§ To do: Reproduce the items word for word, starting at the line that contains "Placement rule: one point per instance of the cap" and ending with the last line of the items.

[Excerpts from point annotation data]
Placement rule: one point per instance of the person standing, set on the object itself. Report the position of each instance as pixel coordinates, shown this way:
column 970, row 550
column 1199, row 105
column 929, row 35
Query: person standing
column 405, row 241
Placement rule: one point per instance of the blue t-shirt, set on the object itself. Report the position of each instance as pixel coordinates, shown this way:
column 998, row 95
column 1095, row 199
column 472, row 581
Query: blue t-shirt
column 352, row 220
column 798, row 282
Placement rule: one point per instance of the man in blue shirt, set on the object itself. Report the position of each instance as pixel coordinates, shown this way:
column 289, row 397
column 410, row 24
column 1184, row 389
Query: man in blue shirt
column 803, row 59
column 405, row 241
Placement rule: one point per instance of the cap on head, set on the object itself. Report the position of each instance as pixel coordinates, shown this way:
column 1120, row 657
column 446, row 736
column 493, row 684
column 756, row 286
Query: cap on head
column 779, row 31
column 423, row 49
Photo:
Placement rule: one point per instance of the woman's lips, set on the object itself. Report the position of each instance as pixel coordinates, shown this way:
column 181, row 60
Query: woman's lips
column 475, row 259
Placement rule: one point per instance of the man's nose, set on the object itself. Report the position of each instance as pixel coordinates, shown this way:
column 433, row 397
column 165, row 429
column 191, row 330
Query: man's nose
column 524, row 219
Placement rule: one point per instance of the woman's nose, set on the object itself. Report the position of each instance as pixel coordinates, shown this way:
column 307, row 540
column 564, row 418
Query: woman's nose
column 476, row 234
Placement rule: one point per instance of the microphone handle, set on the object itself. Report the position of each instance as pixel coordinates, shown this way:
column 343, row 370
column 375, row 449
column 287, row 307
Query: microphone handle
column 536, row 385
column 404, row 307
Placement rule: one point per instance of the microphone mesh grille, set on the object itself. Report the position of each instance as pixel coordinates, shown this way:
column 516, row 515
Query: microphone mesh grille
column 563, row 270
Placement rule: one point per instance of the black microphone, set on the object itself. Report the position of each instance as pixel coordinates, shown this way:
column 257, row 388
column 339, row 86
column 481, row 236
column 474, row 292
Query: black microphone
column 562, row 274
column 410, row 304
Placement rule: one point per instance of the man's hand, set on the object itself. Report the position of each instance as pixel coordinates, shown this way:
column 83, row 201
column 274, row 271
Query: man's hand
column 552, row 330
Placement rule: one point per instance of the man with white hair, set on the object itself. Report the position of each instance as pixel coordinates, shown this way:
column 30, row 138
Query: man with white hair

§ Task solution:
Placement rule: one point per instance of the cap on head, set on the object itself. Report the position of each instance as pixel coordinates, shown this way:
column 1120, row 657
column 446, row 736
column 493, row 684
column 756, row 286
Query: cap on head
column 779, row 31
column 423, row 49
Photo:
Placement rule: one point per instance of the woman's lips, set on the object itself. Report the position of each instance as pixel coordinates, shown this way:
column 181, row 60
Query: woman's lips
column 475, row 259
Placement rule: one point per instance of the man's nose, set on the object itself. Report the position of each instance as pixel coordinates, shown this way:
column 433, row 397
column 165, row 429
column 191, row 330
Query: man's nose
column 524, row 219
Placement rule: one point per instance of the woman's nose, set on the object itself. Report the position of each instance as pixel coordinates, shown this way:
column 307, row 540
column 564, row 418
Query: woman's nose
column 476, row 234
Placement rule: one point per instance of the microphone handle, set on the object itself. Report the position of each instance as pixel coordinates, shown this way:
column 343, row 370
column 375, row 449
column 287, row 307
Query: microphone handle
column 536, row 385
column 404, row 307
Placement rule: one point per instance of the microphone mesh grille, set on the object itself. Report the position of each instance as pixel coordinates, shown this way:
column 516, row 515
Query: microphone mesh grille
column 563, row 270
Placement rule: one point per instance of the black microphone, set on the object itself. Report the position of each instance as pixel coordinates, shown this way:
column 257, row 388
column 339, row 86
column 481, row 236
column 474, row 292
Query: black microphone
column 562, row 274
column 410, row 304
Placement rule: one point per instance of the man's hand, set on the object itself. Report the position of each instance as pixel coordinates, shown this way:
column 83, row 201
column 274, row 271
Query: man's hand
column 552, row 330
Placement rule: one point per instance of the man with white hair, set on the object itself. Report the position of each instance as pixel coordinates, shown this way:
column 30, row 138
Query: man with white hair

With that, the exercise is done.